BEGIN

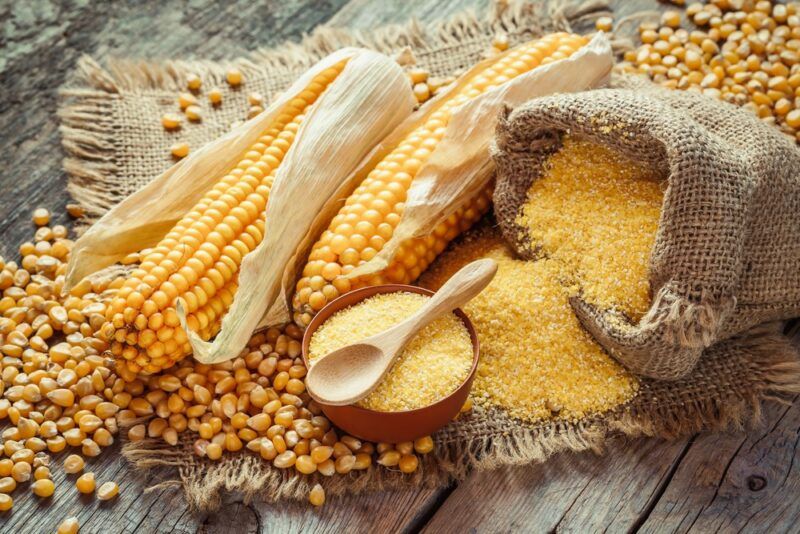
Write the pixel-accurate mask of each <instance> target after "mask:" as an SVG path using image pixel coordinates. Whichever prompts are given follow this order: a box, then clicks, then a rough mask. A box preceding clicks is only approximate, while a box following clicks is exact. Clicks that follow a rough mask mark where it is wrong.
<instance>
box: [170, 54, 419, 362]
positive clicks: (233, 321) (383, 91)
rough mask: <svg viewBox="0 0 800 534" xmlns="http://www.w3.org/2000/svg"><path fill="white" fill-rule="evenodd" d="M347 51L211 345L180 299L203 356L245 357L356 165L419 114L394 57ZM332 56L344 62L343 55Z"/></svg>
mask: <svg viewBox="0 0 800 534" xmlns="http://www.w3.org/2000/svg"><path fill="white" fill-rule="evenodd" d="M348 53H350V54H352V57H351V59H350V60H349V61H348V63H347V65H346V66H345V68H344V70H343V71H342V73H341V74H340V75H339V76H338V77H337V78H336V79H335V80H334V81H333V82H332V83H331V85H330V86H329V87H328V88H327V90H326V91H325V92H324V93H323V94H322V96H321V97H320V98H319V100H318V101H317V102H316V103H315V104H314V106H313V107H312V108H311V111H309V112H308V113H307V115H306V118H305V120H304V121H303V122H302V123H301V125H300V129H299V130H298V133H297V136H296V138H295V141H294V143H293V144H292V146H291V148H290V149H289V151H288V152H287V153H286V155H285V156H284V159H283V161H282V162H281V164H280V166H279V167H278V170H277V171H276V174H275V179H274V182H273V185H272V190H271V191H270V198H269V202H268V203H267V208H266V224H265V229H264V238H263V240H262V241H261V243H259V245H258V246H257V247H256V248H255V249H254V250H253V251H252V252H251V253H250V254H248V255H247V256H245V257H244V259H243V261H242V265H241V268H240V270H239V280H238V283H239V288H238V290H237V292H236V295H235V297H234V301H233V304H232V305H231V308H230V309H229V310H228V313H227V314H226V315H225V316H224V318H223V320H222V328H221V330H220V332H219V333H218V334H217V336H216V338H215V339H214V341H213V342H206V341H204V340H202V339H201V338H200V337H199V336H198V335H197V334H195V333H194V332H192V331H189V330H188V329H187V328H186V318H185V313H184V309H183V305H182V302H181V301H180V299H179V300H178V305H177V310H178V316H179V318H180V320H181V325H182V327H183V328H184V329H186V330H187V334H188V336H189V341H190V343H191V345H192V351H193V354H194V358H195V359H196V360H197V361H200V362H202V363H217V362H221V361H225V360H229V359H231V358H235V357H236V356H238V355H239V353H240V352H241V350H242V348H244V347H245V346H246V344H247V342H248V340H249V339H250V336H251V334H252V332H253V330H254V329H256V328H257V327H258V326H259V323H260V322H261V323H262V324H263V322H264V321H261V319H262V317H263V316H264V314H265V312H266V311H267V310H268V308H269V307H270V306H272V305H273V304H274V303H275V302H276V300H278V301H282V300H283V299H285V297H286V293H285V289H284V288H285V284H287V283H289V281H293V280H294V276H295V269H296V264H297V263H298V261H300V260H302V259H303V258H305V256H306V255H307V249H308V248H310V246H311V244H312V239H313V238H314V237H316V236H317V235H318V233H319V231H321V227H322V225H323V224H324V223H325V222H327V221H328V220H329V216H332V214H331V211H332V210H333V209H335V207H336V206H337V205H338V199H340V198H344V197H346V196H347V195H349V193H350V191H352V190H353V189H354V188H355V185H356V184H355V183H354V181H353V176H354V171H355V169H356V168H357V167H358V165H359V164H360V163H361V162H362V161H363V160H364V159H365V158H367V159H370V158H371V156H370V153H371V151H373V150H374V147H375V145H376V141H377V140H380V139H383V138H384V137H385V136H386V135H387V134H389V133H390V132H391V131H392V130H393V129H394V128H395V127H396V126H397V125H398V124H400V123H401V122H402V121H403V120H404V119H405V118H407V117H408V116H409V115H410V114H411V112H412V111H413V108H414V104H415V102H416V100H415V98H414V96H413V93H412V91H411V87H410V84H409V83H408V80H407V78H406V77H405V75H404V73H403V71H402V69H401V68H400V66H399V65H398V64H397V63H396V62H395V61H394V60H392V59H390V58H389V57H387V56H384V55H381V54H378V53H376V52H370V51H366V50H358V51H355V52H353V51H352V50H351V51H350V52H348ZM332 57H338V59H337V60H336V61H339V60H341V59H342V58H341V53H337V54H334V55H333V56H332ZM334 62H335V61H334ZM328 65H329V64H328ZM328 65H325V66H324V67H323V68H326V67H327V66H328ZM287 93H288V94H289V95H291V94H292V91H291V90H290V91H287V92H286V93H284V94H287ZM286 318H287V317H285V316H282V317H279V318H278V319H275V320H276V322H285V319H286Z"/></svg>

END

» WORK TASK
All of the records should be set down exactly, minus the pictures they hold.

» RESULT BELOW
Write the pixel-accurate mask of each <instance> target after "mask:" as an SVG path using image pixel coordinates. Whichever prompts are given follow this order: a box, then clicks, then a rough mask. A box preceding clicks is only approximate, while a box following clicks is exact. Clicks that follow a rough mask mark where it is wrong.
<instance>
box: [170, 54, 419, 362]
positive clicks: (233, 321) (383, 91)
rough mask: <svg viewBox="0 0 800 534" xmlns="http://www.w3.org/2000/svg"><path fill="white" fill-rule="evenodd" d="M347 51L211 345L180 299L203 356L245 357L356 165L419 114L394 57ZM332 56L344 62L343 55Z"/></svg>
mask: <svg viewBox="0 0 800 534" xmlns="http://www.w3.org/2000/svg"><path fill="white" fill-rule="evenodd" d="M348 53H350V54H352V57H351V59H350V60H349V61H348V63H347V65H346V66H345V68H344V70H343V71H342V73H341V74H340V75H339V76H338V77H337V78H336V79H335V80H334V81H333V82H332V83H331V85H330V86H329V87H328V88H327V90H326V91H325V92H324V93H323V94H322V96H321V97H320V98H319V100H318V101H317V102H316V103H315V104H314V106H313V107H312V108H311V111H309V112H308V113H307V115H306V118H305V120H304V121H303V122H302V123H301V125H300V129H299V130H298V133H297V136H296V138H295V141H294V143H293V144H292V146H291V148H290V149H289V151H288V152H287V153H286V155H285V156H284V159H283V161H282V162H281V164H280V166H279V167H278V170H277V171H276V174H275V179H274V182H273V185H272V190H271V191H270V198H269V202H268V203H267V208H266V224H265V229H264V238H263V240H262V241H261V243H259V245H258V246H257V247H256V248H255V249H254V250H253V251H252V252H251V253H250V254H248V255H247V256H245V257H244V259H243V261H242V265H241V268H240V270H239V280H238V283H239V288H238V290H237V292H236V295H235V297H234V301H233V304H232V305H231V308H230V309H229V310H228V313H227V314H226V315H225V316H224V318H223V320H222V328H221V330H220V332H219V333H218V334H217V336H216V338H215V339H214V341H213V342H206V341H204V340H202V339H201V338H200V337H199V336H198V335H197V334H195V333H194V332H192V331H189V330H188V329H187V328H186V318H185V313H184V309H183V305H182V302H181V301H180V299H179V300H178V305H177V310H178V316H179V318H180V320H181V325H182V327H183V328H184V329H186V330H187V334H188V336H189V341H190V343H191V345H192V351H193V354H194V358H195V359H196V360H197V361H200V362H202V363H217V362H221V361H225V360H229V359H231V358H235V357H236V356H238V355H239V353H240V352H241V350H242V348H244V347H245V346H246V344H247V342H248V340H249V339H250V336H251V334H252V332H253V330H254V329H256V328H257V327H258V326H259V323H260V322H261V323H262V324H263V322H264V321H261V319H262V317H263V316H264V314H265V312H266V311H267V310H268V308H269V307H270V306H272V305H273V304H274V303H275V302H276V300H278V301H282V300H283V299H285V297H286V293H285V289H284V288H285V284H287V283H289V281H293V280H294V276H295V269H296V264H297V263H298V261H300V260H302V259H303V258H305V256H306V255H307V249H308V248H310V246H311V244H312V239H313V238H314V237H316V236H317V235H318V233H319V231H321V227H322V225H323V224H324V223H325V222H327V221H328V220H329V216H332V214H331V211H332V210H333V209H335V207H336V206H337V205H338V199H340V198H344V197H346V196H347V195H349V193H350V191H352V190H353V189H354V188H355V185H356V184H355V183H354V181H353V176H354V171H355V169H356V168H357V167H358V165H359V164H360V163H361V162H362V161H363V160H364V159H365V158H367V159H370V158H371V156H370V153H371V151H373V150H374V147H375V145H376V141H377V140H380V139H383V138H384V137H385V136H386V135H387V134H389V133H390V132H391V131H392V130H393V129H394V128H395V127H396V126H397V125H398V124H400V123H401V122H402V121H403V120H404V119H405V118H407V117H408V116H409V115H410V114H411V112H412V111H413V108H414V104H415V102H416V100H415V98H414V96H413V93H412V91H411V87H410V84H409V83H408V80H407V78H406V77H405V75H404V73H403V71H402V69H401V68H400V66H399V65H398V64H397V63H396V62H395V61H394V60H392V59H390V58H389V57H387V56H384V55H381V54H378V53H376V52H370V51H366V50H358V51H355V52H353V51H352V50H351V51H350V52H348ZM332 57H338V59H337V60H336V61H339V60H341V59H342V58H341V53H337V54H334V55H333V56H332ZM334 62H335V61H334ZM328 65H329V64H328ZM328 65H325V66H324V67H323V68H326V67H327V66H328ZM287 93H288V94H289V95H291V94H292V91H291V90H290V91H287V92H286V93H284V94H287ZM286 318H287V317H285V316H282V317H279V318H278V319H275V320H276V322H285V319H286Z"/></svg>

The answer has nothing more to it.